A Word About Security


Writing CGI scripts for Web servers is like allowing everyone to run a program on your machine. The first step to good security is to make sure that the users cannot read your script. This isn't a problem if you use compiled program written in a language such as C++. This is a concern when you're writing in batch or another type of runtime script. Make sure that the directory that contains your script has EXECUTE permissions, but not READ. A good example is the default IIS (Microsoft's Internet Information Server) script directory. This will allow users to execute the CGI scripts but not read them.

Using Batch Files


The default installation of IIS can execute batch files as CGI scripts. Batch files, considered the scripting language of DOS, are not as powerful as Perl scripts in UNIX. Because batch files lack string handling functions, they are limited in use as CGI scripts. Their only advantage is that they are a runtime language and make good sample programs.

Hello World!


Let's create a "Hello World!" CGI script. Create a batch file named List13_1.bat in the scripts directory of your Web server, as shown in Listing 13.1.

Listing 13.1. The Hello World Example


@echo off

REM Header

echo Status: 200

echo Content-type: text/html

echo.

REM Body

echo "<HTML><BODY>Hello World!</BODY></HMTL>"

To run the script, type a URL address into your browser as MYMACHINE\Scripts\Lst13_1.bat, where MYMACHINE is the name of your computer.

The first thing to notice is that "Hello World!" is in quotes. This is because the echo statement thinks that > is the symbol to pipe the output to a device. In double quotes, the > is outputted instead of the piped. This problem is the reason that batch files make poor CGI scripts.

How the CGI Script Accesses the Parameters


The server puts the CGI parameters into the environment variable QUERY_STRING. QUERY_STRING contains the CGI string in its CGI-coded form. It is the responsibility of the CGI script to get the information it needs from QUERY_STRING. Unfortunately, batch files do not have functions for string manipulation. This means that you will be able to view the CGI string but not separate the 'name = value' pairs or translate the CGI hexadecimal values. This problem is another good reason not to use batch files for CGI scripts.

Listing 13.2 allows the user to view the CGI parameters passed to the batch file.

Listing 13.2. A batch file that returns the Query string.


@echo off

REM Header

echo Status: 200

echo Content-type: text/html

echo.

> **EXERCISE INSTRUCTIONS**:
a - Condense the paragraph of the CGI scripting extract beginning "Writing CGI scripts for Web servers" into a short bulleted list that retains its main facts.
b - List every section heading in the CGI scripting extract, excluding the listing captions.
c - Continue the CGI scripting extract from the point at which it stops.

Entries from a pointing dataset

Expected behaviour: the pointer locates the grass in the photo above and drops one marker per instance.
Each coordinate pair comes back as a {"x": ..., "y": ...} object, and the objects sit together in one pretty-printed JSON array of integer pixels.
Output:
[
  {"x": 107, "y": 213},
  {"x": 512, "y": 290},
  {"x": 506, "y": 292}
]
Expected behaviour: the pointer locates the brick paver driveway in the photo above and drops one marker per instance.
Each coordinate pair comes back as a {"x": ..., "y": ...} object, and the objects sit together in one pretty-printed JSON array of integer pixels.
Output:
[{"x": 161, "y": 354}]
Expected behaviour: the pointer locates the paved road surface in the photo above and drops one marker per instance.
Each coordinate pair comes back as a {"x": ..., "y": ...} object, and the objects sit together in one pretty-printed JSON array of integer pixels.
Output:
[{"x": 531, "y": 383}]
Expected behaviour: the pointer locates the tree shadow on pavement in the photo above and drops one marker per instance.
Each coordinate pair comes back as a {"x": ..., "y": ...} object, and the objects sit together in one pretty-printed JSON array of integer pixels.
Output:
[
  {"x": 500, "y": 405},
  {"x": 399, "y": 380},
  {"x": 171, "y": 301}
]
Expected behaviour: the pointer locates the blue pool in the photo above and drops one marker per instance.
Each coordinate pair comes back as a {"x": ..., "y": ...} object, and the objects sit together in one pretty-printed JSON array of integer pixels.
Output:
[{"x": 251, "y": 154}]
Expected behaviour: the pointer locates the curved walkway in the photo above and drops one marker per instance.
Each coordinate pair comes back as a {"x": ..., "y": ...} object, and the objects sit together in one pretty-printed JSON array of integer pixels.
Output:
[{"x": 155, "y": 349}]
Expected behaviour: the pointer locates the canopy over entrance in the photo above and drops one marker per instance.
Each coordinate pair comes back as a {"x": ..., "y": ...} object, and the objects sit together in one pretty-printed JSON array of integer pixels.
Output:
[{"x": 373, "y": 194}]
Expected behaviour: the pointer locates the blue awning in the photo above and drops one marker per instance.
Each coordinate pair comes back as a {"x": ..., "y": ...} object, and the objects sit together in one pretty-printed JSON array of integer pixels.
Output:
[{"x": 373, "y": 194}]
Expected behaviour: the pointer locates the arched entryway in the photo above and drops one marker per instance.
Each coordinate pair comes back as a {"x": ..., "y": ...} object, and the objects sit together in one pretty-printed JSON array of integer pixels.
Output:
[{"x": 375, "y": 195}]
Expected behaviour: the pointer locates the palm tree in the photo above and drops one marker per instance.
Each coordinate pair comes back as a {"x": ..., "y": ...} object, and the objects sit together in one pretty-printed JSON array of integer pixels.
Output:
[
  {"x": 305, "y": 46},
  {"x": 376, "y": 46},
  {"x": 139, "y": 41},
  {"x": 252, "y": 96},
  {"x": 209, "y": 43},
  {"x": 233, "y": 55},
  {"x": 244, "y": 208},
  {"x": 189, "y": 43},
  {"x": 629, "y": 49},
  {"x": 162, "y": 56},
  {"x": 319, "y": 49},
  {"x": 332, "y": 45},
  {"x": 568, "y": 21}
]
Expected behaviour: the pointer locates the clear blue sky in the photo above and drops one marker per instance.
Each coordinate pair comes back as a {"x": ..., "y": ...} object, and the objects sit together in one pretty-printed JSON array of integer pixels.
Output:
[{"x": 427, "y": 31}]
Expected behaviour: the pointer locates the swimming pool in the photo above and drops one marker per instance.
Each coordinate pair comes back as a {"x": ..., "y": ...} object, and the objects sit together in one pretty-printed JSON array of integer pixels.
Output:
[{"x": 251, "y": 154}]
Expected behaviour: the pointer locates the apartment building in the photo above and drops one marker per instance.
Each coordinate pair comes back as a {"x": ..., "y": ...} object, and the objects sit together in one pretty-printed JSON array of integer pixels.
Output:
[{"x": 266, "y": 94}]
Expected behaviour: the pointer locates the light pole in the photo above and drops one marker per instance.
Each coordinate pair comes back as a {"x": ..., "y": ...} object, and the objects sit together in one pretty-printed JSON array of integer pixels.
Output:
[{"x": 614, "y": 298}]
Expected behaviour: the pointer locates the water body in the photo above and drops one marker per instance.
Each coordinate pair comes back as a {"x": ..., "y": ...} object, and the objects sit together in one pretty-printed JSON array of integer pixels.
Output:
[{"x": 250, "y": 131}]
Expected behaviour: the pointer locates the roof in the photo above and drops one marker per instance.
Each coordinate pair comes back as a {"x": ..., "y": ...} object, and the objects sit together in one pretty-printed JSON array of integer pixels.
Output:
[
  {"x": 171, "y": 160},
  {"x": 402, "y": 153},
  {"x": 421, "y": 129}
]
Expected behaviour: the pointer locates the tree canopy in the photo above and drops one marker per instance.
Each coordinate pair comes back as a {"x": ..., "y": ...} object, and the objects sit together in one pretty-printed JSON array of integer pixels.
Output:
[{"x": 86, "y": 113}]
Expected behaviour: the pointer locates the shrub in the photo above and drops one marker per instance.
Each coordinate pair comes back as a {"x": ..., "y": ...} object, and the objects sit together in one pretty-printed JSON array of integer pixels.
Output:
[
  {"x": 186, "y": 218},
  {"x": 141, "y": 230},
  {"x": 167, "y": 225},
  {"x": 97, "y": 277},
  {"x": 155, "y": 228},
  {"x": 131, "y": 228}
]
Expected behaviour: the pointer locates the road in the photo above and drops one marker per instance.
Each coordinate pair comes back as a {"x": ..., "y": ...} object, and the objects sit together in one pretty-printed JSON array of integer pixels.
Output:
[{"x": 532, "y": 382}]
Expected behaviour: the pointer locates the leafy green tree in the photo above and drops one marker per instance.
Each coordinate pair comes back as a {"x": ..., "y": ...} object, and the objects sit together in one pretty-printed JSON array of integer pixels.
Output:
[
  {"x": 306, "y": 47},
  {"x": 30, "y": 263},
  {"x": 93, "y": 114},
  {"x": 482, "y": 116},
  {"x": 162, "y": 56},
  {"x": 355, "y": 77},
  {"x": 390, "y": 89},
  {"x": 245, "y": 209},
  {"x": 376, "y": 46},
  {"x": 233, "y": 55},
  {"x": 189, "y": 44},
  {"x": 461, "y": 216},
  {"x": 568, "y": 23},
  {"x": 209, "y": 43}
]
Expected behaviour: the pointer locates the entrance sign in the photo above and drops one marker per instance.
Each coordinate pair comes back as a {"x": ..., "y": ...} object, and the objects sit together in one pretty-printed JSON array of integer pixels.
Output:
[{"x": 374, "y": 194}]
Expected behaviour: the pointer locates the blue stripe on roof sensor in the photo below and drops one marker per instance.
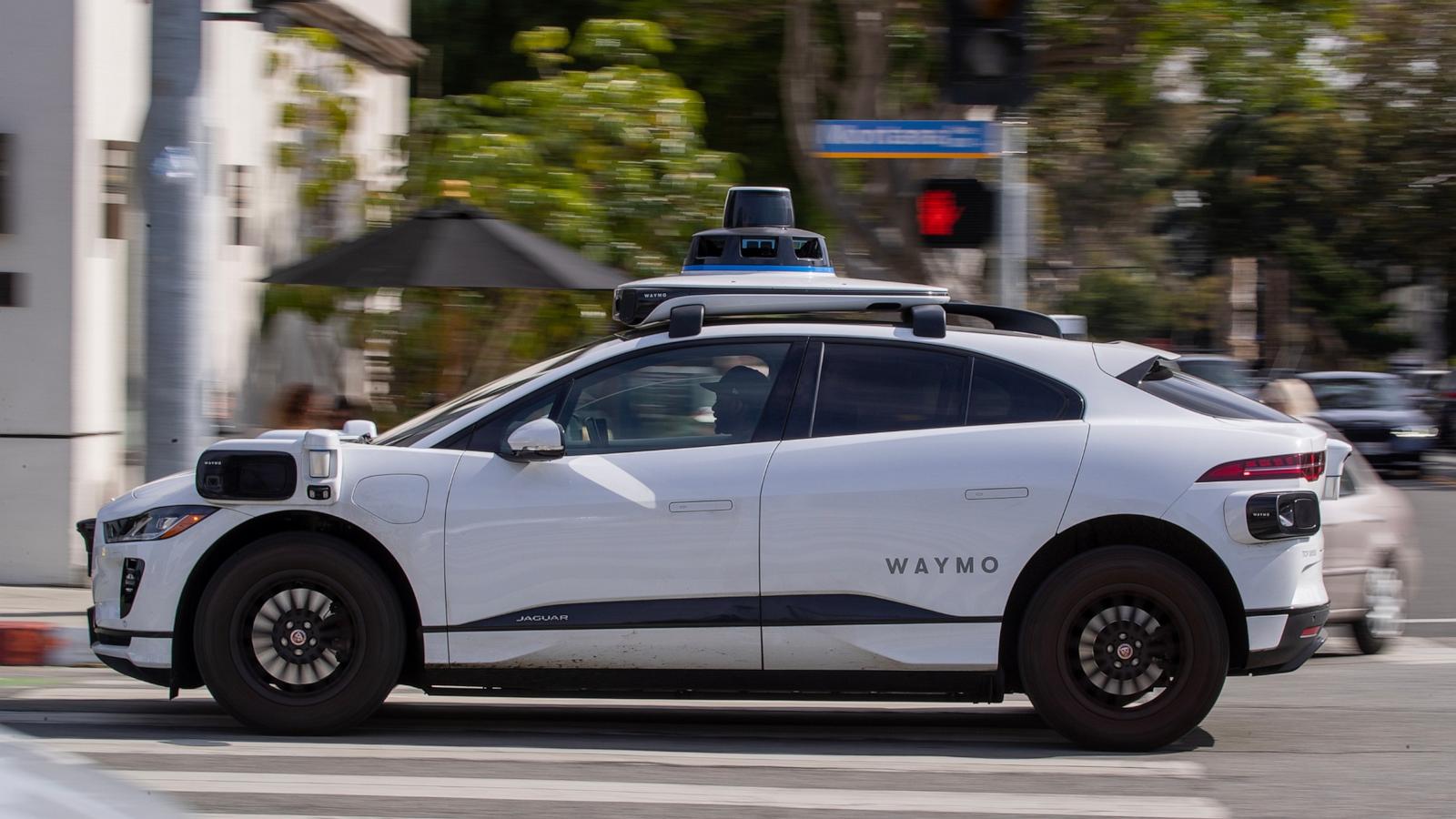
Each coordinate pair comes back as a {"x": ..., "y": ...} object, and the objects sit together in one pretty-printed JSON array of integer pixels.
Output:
[{"x": 753, "y": 268}]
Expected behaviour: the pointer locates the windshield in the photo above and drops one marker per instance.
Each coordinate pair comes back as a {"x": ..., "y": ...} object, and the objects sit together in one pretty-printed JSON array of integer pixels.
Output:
[
  {"x": 1359, "y": 394},
  {"x": 1229, "y": 375},
  {"x": 448, "y": 413}
]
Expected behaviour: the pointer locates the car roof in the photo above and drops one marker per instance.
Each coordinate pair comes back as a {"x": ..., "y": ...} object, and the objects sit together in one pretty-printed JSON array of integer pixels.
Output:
[
  {"x": 1346, "y": 375},
  {"x": 1210, "y": 358}
]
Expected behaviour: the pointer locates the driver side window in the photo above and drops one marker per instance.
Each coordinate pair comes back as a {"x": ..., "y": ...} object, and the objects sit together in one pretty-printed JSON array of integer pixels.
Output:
[{"x": 695, "y": 395}]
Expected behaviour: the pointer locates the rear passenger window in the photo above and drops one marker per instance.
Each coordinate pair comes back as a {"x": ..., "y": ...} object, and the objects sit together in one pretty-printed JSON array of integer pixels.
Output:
[
  {"x": 1002, "y": 394},
  {"x": 874, "y": 388}
]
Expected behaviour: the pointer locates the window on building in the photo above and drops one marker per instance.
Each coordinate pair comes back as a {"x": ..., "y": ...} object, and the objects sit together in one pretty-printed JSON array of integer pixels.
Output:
[
  {"x": 6, "y": 194},
  {"x": 874, "y": 388},
  {"x": 9, "y": 288},
  {"x": 239, "y": 201},
  {"x": 116, "y": 187}
]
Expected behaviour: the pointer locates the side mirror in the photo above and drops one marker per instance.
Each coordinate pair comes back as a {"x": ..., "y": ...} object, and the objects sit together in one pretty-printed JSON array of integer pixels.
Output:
[
  {"x": 536, "y": 440},
  {"x": 359, "y": 430}
]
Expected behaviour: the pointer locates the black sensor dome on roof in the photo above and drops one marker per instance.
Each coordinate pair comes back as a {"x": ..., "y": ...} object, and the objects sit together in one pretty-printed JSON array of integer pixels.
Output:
[{"x": 757, "y": 237}]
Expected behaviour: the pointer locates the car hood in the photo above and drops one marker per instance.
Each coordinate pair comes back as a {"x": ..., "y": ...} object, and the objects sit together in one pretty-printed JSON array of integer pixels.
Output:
[{"x": 174, "y": 490}]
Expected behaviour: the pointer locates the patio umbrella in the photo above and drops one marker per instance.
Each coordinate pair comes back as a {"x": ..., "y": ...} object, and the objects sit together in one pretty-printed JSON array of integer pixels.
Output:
[{"x": 451, "y": 245}]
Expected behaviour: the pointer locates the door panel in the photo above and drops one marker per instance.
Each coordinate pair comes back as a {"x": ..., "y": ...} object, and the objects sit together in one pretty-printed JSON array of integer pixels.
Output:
[
  {"x": 640, "y": 547},
  {"x": 935, "y": 521},
  {"x": 590, "y": 541}
]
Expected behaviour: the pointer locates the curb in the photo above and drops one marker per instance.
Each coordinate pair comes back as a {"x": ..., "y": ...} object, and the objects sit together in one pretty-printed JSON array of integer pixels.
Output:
[{"x": 24, "y": 643}]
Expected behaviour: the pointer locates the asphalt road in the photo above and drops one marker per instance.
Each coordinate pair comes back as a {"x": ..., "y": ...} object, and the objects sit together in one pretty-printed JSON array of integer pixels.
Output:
[
  {"x": 1433, "y": 499},
  {"x": 1344, "y": 736}
]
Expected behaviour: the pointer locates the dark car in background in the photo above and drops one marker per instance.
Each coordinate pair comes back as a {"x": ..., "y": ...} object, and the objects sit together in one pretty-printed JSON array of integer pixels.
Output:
[
  {"x": 1223, "y": 370},
  {"x": 1424, "y": 387},
  {"x": 1445, "y": 395},
  {"x": 1376, "y": 413}
]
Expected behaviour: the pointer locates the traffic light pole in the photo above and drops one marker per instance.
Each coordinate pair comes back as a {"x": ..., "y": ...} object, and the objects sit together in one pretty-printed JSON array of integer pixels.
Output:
[
  {"x": 172, "y": 167},
  {"x": 1014, "y": 201}
]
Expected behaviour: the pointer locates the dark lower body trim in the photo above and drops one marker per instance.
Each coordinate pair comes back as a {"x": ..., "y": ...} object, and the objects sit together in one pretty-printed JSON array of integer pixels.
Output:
[
  {"x": 713, "y": 612},
  {"x": 1292, "y": 649},
  {"x": 979, "y": 687}
]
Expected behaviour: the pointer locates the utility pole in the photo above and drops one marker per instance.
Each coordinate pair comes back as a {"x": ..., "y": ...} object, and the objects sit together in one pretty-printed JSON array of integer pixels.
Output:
[
  {"x": 1012, "y": 264},
  {"x": 172, "y": 165}
]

> **PER-TASK OUTPUTS**:
a -
- CGI scripts effectively let anyone run a program on the server machine.
- The first security step is ensuring users cannot read the script.
- Compiled programs, such as those written in C++, avoid this problem; batch files and other runtime scripts do not.
- The script directory should have EXECUTE permission but not READ permission.
- The default IIS script directory is a good example, since it lets users execute CGI scripts without reading them.

b -
- A Word About Security
- Using Batch Files
- Hello World!
- How the CGI Script Accesses the Parameters

c -
REM Body

echo "<HTML><BODY>Query String: %QUERY_STRING%</BODY></HMTL>"

To run the script, type a URL address into your browser as MYMACHINE\Scripts\Lst13_2.bat, where MYMACHINE is the name of your computer. Notice that the QUERY_STRING doesn't contain a value; the browser displays "Query String:" as the text on the HTML page. Now change the URL to MYMACHINE\Scripts\Lst13_2.bat?Name=John. The browser now displays "Query String: Name=John" as the text on the HTML page.

Other Parameters Passed to the Server


Besides the parameters passed to the server as part of the URL, the server also puts other information about the browser and the server state in environment variables (see Table 13.3).

Table 13.3. Server parameters.

HTTP variable Meaning HTTP_USER_AGENT The maker and version of the browser. Best used for making adjustments in the layout for different browsers. HTTP_REFERER The URL that the client is referencing. HTTP_CONTENT_TYPE The Content type of the input passed to the page. HTTP_CONTENT_LENGTH The length of the content passed to the page. CONTENT_LENGTH The length of the content passed to the page. CONTENT_TYPE The Content type of the input passed to the page. GATEWAY_INTERFACE Version of CGI handled by the server. HTTP_ACCEPT The type of input the browser will expect. PATH_INFO The pathname of the URL without the server name. PATH_TRANSLATED The full path to the CGI script. This variable is great for getting a location where you can write additional files. REMOTE_ADDR The IP address of the client. REMOTE_HOST The hostname of the client. REMOTE_USER This contains the username supplied by the client and authenticated by the Server. SCRIPT_NAME The name of the script being executed. SERVER_NAME The name of the server. This is good for referencing other pages on this server. SERVER_PROTOCOL The version of the HTML protocol the server is using. SERVER_SOFTWARE The Web server name and version. REQUEST_METHOD The type of request used either GET or POST. QUERY_STRING The CGI string passed with a GET Request.

Listing 13.3 is an example of a batch file that displays all the major environment variables.

Listing 13.3. Views all the return values from a batch file CGI script.


@echo off

REM Header

echo Status: 200

echo Content-type: text/html

echo.

REM Body

echo "<HTML><BODY>"

echo QUERY_STRING: %QUERY_STRING% "<BR>"

echo ALL_HTTP: %ALL_HTTP% "<BR>"

echo HTTP_USER_AGENT: %HTTP_USER_AGENT% "<BR>"

echo HTTP_REFERER: %HTTP_REFERER% "<BR>"

echo HTTP_CONTENT_TYPE: %HTTP_CONTENT_TYPE% "<BR>"

echo HTTP_CONTENT_LENGTH: %HTTP_CONTENT_LENGTH% "<BR>"

echo HTTP_EXTENSION: %HTTP_EXTENSION% "<BR>"

echo AUTH_TYPE: %AUTH_TYPE% "<BR>"

echo CONTENT_LENGTH: %CONTENT_LENGTH% "<BR>"

echo CONTENT_TYPE: %CONTENT_TYPE% "<BR>"

echo GATEWAY_INTERFACE: %GATEWAY_INTERFACE% "<BR>"

echo HTTP_ACCEPT: %HTTP_ACCEPT% "<BR>"

echo PATH_INFO: %PATH_INFO% "<BR>"

echo PATH_TRANSLATED: %PATH_TRANSLATED% "<BR>"

echo REMOTE_ADDR: %REMOTE_ADDR% "<BR>"

echo REMOTE_HOST: %REMOTE_HOST% "<BR>"

echo REMOTE_USER: %REMOTE_USER% "<BR>"

echo REQUEST_METHOD: %REQUEST_METHOD% "<BR>"

echo SCRIPT_NAME: %SCRIPT_NAME% "<BR>"

echo SERVER_NAME: %SERVER_NAME% "<BR>"

echo SERVER_PORT: %SERVER_PORT% "<BR>"

echo SERVER_PROTOCOL: %SERVER_PROTOCOL% "<BR>"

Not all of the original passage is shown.